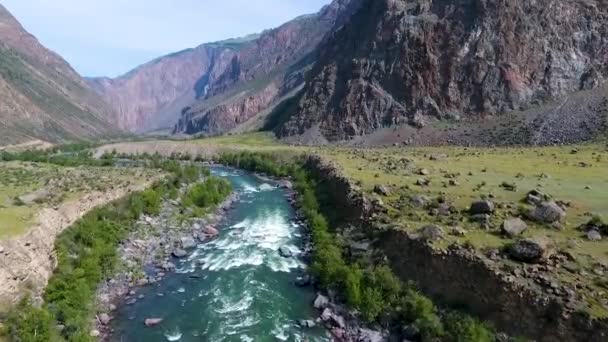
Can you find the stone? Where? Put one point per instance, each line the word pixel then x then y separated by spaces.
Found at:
pixel 321 302
pixel 420 201
pixel 285 252
pixel 179 253
pixel 306 323
pixel 187 242
pixel 104 319
pixel 368 335
pixel 382 190
pixel 303 281
pixel 548 212
pixel 150 322
pixel 482 207
pixel 514 227
pixel 431 232
pixel 211 231
pixel 528 250
pixel 594 235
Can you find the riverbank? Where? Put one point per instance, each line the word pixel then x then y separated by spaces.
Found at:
pixel 148 255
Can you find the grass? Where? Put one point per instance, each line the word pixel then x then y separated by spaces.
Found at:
pixel 61 183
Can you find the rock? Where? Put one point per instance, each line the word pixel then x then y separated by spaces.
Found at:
pixel 514 227
pixel 187 242
pixel 594 235
pixel 367 335
pixel 482 207
pixel 528 250
pixel 423 182
pixel 321 302
pixel 285 252
pixel 458 231
pixel 382 190
pixel 431 232
pixel 285 184
pixel 179 253
pixel 548 212
pixel 420 201
pixel 104 319
pixel 303 281
pixel 306 323
pixel 150 322
pixel 211 231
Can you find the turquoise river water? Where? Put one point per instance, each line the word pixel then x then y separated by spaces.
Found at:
pixel 234 288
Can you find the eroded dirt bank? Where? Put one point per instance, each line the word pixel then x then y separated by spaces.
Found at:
pixel 456 275
pixel 27 262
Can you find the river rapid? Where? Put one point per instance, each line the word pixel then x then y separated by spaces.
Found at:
pixel 236 287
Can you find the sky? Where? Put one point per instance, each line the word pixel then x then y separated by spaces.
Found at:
pixel 111 37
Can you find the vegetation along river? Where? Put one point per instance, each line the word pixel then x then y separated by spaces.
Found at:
pixel 236 287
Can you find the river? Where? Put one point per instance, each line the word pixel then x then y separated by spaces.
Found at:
pixel 234 288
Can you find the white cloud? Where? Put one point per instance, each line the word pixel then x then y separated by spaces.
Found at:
pixel 112 36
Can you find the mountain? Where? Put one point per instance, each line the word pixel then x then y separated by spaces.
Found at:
pixel 217 87
pixel 41 96
pixel 531 71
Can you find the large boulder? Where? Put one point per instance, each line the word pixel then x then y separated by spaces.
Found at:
pixel 285 252
pixel 482 207
pixel 514 227
pixel 150 322
pixel 179 253
pixel 321 302
pixel 382 190
pixel 529 250
pixel 548 212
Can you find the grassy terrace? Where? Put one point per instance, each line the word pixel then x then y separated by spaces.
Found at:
pixel 575 175
pixel 27 187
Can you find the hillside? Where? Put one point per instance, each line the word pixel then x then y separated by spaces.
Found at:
pixel 417 63
pixel 41 96
pixel 217 86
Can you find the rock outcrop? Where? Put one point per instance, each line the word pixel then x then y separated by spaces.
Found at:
pixel 413 62
pixel 41 96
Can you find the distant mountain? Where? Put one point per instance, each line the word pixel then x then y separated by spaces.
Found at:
pixel 41 96
pixel 418 62
pixel 223 86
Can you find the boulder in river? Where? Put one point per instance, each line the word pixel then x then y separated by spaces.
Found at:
pixel 150 322
pixel 321 302
pixel 306 323
pixel 179 253
pixel 285 252
pixel 104 319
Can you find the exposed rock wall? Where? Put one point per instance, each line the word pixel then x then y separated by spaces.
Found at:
pixel 27 262
pixel 459 276
pixel 411 62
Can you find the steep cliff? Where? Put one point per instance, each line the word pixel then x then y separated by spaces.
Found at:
pixel 414 62
pixel 217 86
pixel 41 96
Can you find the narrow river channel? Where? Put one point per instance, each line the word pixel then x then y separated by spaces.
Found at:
pixel 234 288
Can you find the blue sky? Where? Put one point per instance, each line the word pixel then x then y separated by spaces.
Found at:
pixel 110 37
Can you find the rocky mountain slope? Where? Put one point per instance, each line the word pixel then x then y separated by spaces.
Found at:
pixel 417 62
pixel 217 86
pixel 41 96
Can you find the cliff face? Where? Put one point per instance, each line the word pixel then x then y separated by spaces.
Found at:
pixel 263 72
pixel 41 96
pixel 219 85
pixel 398 62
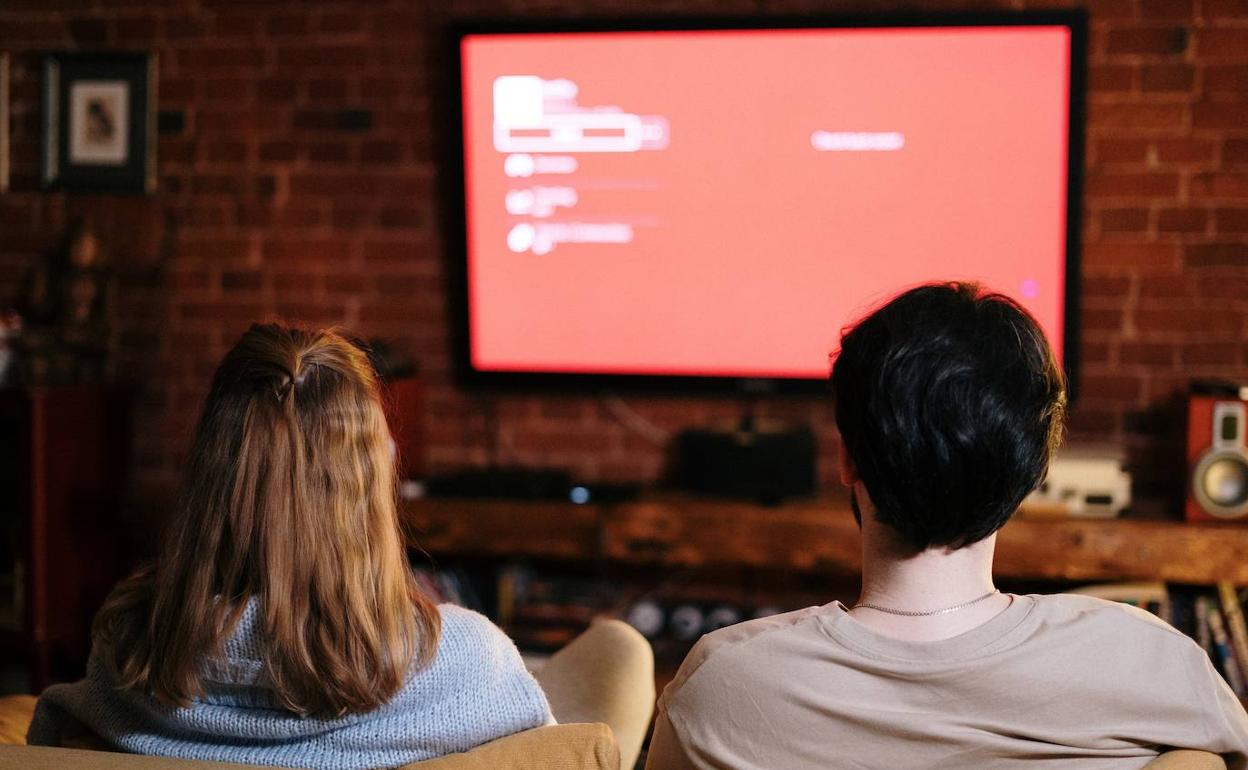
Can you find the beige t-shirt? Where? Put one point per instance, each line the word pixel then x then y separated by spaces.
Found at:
pixel 1051 682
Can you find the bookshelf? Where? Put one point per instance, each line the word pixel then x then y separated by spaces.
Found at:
pixel 818 536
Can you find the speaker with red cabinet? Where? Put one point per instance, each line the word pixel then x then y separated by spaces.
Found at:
pixel 1217 452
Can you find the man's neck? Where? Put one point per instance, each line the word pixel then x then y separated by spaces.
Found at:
pixel 896 577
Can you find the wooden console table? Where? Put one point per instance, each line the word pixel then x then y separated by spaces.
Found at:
pixel 811 536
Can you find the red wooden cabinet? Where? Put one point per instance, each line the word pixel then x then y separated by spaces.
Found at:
pixel 64 461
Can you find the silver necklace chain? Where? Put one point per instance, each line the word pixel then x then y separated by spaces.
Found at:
pixel 934 612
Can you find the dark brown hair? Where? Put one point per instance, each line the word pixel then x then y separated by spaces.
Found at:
pixel 950 403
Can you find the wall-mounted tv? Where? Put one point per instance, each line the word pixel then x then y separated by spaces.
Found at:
pixel 709 204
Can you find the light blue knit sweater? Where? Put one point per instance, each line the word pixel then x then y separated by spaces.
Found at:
pixel 476 690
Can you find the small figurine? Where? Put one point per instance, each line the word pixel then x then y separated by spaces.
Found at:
pixel 65 311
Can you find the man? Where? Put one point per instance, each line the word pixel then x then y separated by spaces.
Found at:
pixel 949 404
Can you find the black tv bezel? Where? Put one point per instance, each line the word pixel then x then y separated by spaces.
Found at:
pixel 468 377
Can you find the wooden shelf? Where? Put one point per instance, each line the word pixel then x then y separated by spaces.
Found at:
pixel 811 536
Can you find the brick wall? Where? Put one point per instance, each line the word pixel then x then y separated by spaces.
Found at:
pixel 303 185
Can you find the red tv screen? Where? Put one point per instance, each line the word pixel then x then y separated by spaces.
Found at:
pixel 723 202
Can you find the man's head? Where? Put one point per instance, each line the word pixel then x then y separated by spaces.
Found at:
pixel 950 404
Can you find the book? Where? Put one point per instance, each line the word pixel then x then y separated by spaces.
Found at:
pixel 1226 654
pixel 1234 618
pixel 1203 637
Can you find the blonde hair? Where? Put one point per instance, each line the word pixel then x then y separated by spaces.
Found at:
pixel 288 499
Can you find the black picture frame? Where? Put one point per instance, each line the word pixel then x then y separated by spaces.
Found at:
pixel 100 122
pixel 451 150
pixel 4 122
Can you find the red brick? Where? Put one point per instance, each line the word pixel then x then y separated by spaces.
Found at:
pixel 1088 421
pixel 1118 387
pixel 381 152
pixel 345 283
pixel 1231 220
pixel 1219 115
pixel 229 89
pixel 303 282
pixel 1224 287
pixel 1219 185
pixel 327 89
pixel 1165 287
pixel 1102 320
pixel 1123 220
pixel 242 281
pixel 1234 10
pixel 236 25
pixel 212 250
pixel 1167 77
pixel 1156 10
pixel 1178 321
pixel 1131 185
pixel 245 312
pixel 396 217
pixel 312 251
pixel 1223 43
pixel 246 58
pixel 1106 286
pixel 298 216
pixel 1147 40
pixel 1232 79
pixel 1132 115
pixel 1226 353
pixel 1103 10
pixel 1184 150
pixel 1216 255
pixel 225 152
pixel 277 151
pixel 1147 256
pixel 342 23
pixel 336 185
pixel 335 56
pixel 1121 150
pixel 382 89
pixel 1234 152
pixel 89 31
pixel 1150 353
pixel 1111 77
pixel 287 24
pixel 1182 220
pixel 276 89
pixel 328 152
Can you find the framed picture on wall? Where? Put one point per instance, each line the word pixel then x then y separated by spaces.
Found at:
pixel 100 122
pixel 4 122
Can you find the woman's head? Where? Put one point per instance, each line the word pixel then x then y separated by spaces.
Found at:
pixel 288 499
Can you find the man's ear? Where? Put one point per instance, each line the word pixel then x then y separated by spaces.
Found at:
pixel 845 468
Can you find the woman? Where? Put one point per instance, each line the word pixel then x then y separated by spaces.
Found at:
pixel 281 624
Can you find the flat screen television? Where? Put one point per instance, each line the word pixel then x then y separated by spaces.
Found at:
pixel 706 205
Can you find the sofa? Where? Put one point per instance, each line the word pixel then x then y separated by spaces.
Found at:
pixel 600 688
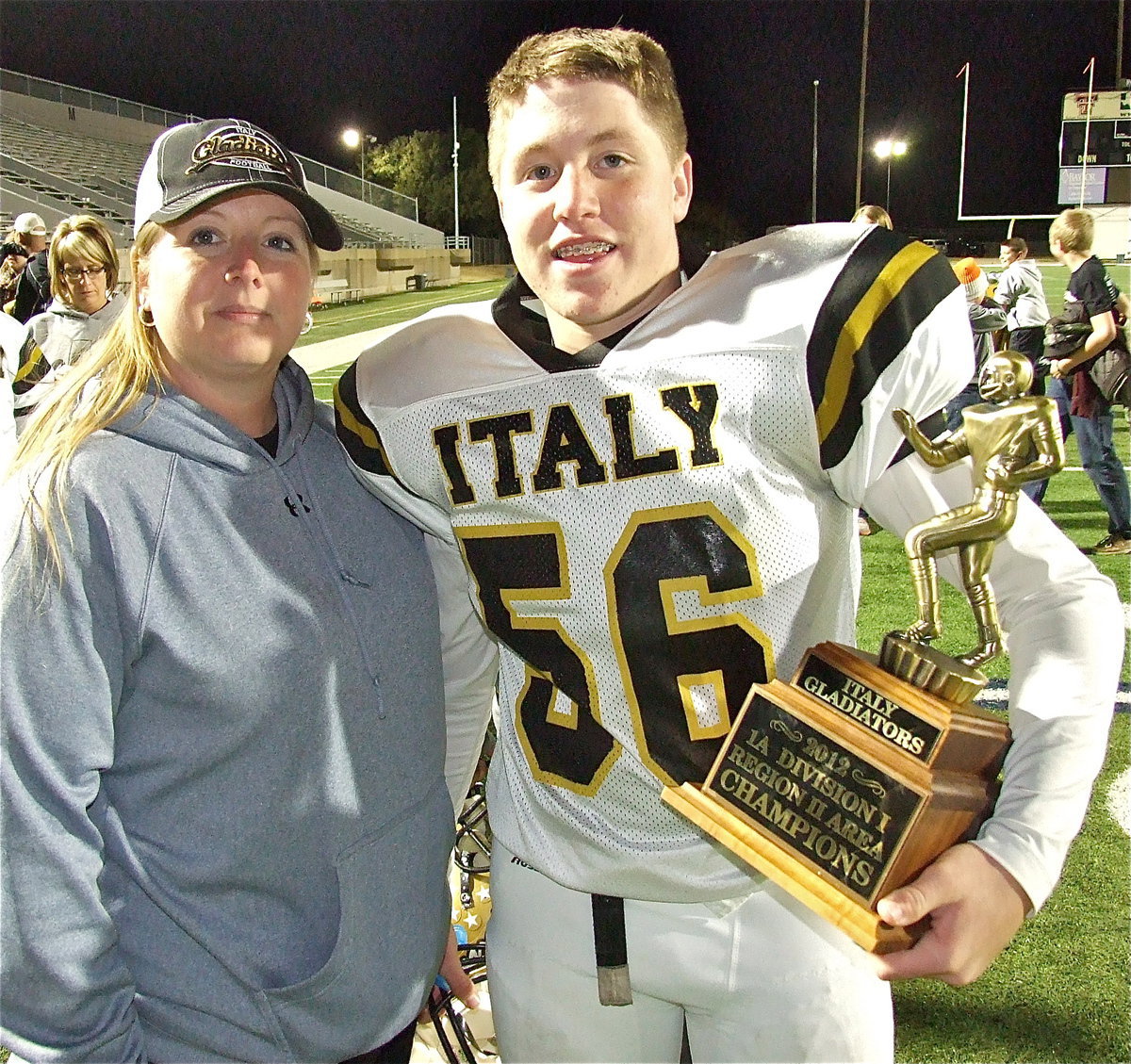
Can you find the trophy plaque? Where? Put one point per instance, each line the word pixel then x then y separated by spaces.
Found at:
pixel 844 784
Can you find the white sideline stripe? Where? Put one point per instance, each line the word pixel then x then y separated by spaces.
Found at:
pixel 996 696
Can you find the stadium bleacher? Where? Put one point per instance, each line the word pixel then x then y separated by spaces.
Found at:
pixel 57 173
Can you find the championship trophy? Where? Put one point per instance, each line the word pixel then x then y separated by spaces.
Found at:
pixel 844 784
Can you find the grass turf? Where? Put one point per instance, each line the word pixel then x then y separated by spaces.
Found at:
pixel 1060 990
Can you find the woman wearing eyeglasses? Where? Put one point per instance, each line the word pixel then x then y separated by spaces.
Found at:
pixel 84 276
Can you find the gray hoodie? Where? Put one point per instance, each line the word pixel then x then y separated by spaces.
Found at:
pixel 63 333
pixel 225 826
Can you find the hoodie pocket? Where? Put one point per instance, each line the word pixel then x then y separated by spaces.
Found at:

WHAT IS ASKED: Repeat the rows word for word, beginning at the line that contains "Can you find the distant" and stopping after the line that contains "pixel 110 37".

PROBLEM SOLUTION:
Can you find the distant mountain? Where? Put one point per instance, each line the word pixel then x then y separated by spaces.
Found at:
pixel 41 96
pixel 418 62
pixel 223 86
Can you find the boulder in river? Where? Put one point per instance, each line the word pixel then x then y separated by spaces.
Found at:
pixel 150 322
pixel 321 302
pixel 306 323
pixel 179 253
pixel 285 252
pixel 104 319
Can you find the exposed rock wall? Where? Put one point per instance, each line the word pixel then x then y separated by spaces.
Found at:
pixel 27 262
pixel 459 276
pixel 411 62
Can you find the steep cliff? Where? Put one point per instance, each line the word pixel then x then y separated by spaces.
Found at:
pixel 414 62
pixel 217 86
pixel 41 96
Can you find the narrow river channel? Where? Put one point per instance, each line the word pixel then x then y separated by spaces.
Found at:
pixel 234 288
Can you find the blue sky? Where? Put one point per instance, each line the word pixel then x then y separated by spaces.
Found at:
pixel 110 37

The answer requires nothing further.